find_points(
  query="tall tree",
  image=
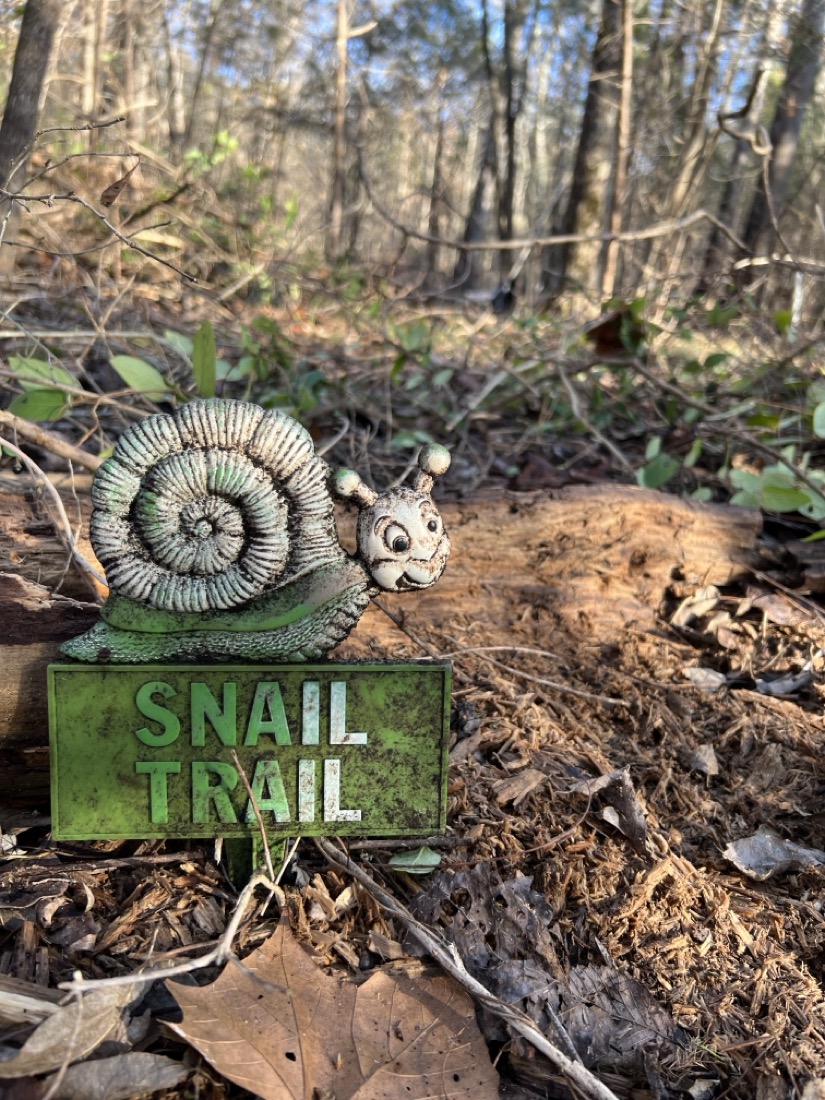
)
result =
(338, 186)
(804, 61)
(589, 202)
(26, 89)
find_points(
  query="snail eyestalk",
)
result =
(217, 531)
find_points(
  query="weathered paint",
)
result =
(328, 749)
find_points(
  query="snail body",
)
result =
(216, 528)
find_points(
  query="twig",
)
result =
(449, 959)
(672, 226)
(419, 641)
(48, 441)
(55, 497)
(259, 815)
(86, 395)
(565, 689)
(129, 241)
(84, 125)
(220, 954)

◆ WHAT IS BEING ASKED: Whenever a picture appears in the listing, leave it out; copy everything else exactly.

◆ RESULT:
find_points(
  query="tall tree",
  image=
)
result =
(338, 186)
(804, 61)
(589, 202)
(26, 89)
find_points(
  query="snail eyestalk",
)
result =
(217, 531)
find_points(
  query="weathered paint",
)
result =
(328, 749)
find_points(
  query="snail body",
)
result =
(216, 528)
find_points(
  query="twig",
)
result =
(449, 959)
(672, 226)
(419, 641)
(48, 441)
(55, 497)
(259, 815)
(86, 395)
(565, 689)
(129, 241)
(84, 125)
(220, 954)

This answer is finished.